• EXERCISE OBJECTIVE
Please reproduce, word for word, the lines in the entries below from the line with "Objective — for every instance of the dark green" to the line with "[[809, 441]]", including both of those lines and nothing else.

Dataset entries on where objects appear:
........
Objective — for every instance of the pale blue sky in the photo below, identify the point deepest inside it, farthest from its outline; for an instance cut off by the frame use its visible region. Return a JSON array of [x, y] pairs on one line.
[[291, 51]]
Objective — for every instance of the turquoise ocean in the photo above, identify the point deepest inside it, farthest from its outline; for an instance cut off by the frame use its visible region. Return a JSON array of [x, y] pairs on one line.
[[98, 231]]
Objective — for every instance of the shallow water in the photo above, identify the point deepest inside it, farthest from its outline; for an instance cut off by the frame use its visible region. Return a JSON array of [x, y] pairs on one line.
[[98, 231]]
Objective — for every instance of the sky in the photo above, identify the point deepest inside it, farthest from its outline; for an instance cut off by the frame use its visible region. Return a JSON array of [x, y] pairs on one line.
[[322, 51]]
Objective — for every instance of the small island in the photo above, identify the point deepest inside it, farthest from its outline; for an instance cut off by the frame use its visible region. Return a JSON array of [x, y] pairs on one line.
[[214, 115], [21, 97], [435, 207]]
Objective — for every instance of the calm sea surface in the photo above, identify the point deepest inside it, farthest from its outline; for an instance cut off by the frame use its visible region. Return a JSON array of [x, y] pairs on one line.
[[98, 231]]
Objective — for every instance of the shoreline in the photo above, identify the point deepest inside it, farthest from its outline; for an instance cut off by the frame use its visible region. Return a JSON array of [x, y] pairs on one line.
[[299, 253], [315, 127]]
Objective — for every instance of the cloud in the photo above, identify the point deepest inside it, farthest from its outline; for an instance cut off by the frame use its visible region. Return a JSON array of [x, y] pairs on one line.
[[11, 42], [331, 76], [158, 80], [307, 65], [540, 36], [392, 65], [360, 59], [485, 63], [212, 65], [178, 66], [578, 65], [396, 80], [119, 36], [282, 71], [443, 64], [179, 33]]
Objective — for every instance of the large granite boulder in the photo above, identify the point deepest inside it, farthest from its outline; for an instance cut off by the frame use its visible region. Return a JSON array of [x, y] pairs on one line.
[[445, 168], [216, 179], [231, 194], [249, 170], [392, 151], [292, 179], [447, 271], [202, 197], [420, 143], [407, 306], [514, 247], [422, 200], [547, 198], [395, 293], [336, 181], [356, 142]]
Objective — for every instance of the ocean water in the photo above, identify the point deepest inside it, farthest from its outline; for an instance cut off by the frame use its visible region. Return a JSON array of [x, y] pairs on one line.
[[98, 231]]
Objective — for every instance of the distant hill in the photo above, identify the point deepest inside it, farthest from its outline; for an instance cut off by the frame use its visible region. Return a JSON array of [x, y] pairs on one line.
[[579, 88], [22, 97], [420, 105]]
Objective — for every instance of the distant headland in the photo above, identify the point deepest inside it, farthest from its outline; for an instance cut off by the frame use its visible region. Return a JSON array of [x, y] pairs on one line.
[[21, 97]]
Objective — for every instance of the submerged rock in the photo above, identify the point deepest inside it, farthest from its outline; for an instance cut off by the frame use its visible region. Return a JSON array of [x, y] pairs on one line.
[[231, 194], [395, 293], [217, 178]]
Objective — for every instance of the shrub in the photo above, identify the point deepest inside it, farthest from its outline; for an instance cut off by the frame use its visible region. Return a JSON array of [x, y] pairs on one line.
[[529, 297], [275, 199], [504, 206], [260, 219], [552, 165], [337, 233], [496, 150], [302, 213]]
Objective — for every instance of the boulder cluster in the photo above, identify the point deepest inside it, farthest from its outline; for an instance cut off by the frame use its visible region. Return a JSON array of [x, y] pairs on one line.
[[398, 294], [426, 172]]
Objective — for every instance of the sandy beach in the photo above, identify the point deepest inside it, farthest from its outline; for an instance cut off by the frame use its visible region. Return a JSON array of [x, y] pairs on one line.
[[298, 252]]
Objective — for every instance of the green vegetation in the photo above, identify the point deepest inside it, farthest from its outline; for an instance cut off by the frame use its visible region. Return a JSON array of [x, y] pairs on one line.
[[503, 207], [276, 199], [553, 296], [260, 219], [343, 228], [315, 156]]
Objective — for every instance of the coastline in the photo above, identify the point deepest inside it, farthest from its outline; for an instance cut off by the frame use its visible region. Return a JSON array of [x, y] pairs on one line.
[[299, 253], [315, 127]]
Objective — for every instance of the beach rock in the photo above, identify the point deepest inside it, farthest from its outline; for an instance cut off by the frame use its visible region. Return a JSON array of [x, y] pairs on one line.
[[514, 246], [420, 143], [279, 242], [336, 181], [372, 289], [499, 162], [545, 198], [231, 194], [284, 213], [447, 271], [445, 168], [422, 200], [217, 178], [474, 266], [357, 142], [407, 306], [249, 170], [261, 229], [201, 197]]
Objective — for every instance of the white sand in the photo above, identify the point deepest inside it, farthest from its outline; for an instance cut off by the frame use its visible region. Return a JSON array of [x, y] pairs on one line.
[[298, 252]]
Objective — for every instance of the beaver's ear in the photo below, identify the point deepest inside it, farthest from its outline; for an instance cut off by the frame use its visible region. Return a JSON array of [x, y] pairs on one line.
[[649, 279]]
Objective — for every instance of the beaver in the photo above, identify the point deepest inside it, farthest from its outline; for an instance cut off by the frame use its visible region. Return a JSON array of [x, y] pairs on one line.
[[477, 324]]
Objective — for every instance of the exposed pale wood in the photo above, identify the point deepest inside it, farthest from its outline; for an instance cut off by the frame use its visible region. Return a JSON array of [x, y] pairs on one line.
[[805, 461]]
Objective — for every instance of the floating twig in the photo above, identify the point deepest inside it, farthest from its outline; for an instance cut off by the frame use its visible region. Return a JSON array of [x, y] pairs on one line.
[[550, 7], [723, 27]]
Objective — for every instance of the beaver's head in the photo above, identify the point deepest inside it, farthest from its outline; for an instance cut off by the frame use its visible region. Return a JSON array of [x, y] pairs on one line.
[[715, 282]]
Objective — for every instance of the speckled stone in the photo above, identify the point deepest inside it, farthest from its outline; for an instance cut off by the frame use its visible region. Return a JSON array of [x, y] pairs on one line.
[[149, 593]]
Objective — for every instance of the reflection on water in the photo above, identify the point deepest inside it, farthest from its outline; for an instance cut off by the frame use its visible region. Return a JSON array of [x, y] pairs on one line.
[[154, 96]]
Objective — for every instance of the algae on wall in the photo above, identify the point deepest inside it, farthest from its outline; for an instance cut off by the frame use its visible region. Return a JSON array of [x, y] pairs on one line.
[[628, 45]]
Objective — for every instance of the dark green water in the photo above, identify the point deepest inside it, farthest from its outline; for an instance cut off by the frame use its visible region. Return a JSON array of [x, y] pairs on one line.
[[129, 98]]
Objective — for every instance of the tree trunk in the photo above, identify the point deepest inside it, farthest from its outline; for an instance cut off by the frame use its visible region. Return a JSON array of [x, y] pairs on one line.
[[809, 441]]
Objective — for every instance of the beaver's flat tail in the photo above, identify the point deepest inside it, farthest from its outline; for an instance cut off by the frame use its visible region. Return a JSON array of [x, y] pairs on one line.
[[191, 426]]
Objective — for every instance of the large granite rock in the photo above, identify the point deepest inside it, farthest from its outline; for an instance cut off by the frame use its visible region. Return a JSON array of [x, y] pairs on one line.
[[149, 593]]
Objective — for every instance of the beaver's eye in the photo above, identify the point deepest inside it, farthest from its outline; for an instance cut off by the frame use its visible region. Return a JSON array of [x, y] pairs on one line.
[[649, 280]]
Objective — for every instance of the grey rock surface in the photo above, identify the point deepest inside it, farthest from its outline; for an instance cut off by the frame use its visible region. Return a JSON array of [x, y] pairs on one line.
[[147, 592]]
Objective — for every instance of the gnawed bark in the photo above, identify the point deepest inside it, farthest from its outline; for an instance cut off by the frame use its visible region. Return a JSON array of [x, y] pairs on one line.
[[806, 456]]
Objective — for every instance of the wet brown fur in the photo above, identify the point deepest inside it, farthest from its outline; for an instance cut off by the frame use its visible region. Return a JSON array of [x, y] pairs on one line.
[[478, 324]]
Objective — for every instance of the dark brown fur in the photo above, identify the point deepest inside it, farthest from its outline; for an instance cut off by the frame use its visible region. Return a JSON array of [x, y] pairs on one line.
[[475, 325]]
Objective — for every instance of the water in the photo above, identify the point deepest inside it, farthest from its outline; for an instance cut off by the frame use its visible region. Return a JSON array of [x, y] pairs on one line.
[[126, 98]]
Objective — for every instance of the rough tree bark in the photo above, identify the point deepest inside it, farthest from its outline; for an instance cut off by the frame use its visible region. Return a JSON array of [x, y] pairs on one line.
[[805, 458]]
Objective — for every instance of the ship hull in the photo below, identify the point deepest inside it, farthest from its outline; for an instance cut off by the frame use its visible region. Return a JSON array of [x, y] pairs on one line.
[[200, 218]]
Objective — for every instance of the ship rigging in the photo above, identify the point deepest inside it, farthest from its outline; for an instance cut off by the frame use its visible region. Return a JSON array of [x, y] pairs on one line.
........
• EXERCISE SOLUTION
Objective — for every instance of the dark green water in the photo above, identify the point deepest inside it, farthest from its outline; for an instance cut off by the frame use its visible region. Return a JSON array of [x, y] pairs on one line.
[[129, 98]]
Objective — for every instance of the tree trunk in the photo above, identify the point deepest inside it, farthest from its outline; for an instance cut off by the frame use its visible region. Return a JSON array of [x, y] pairs on one line.
[[809, 441]]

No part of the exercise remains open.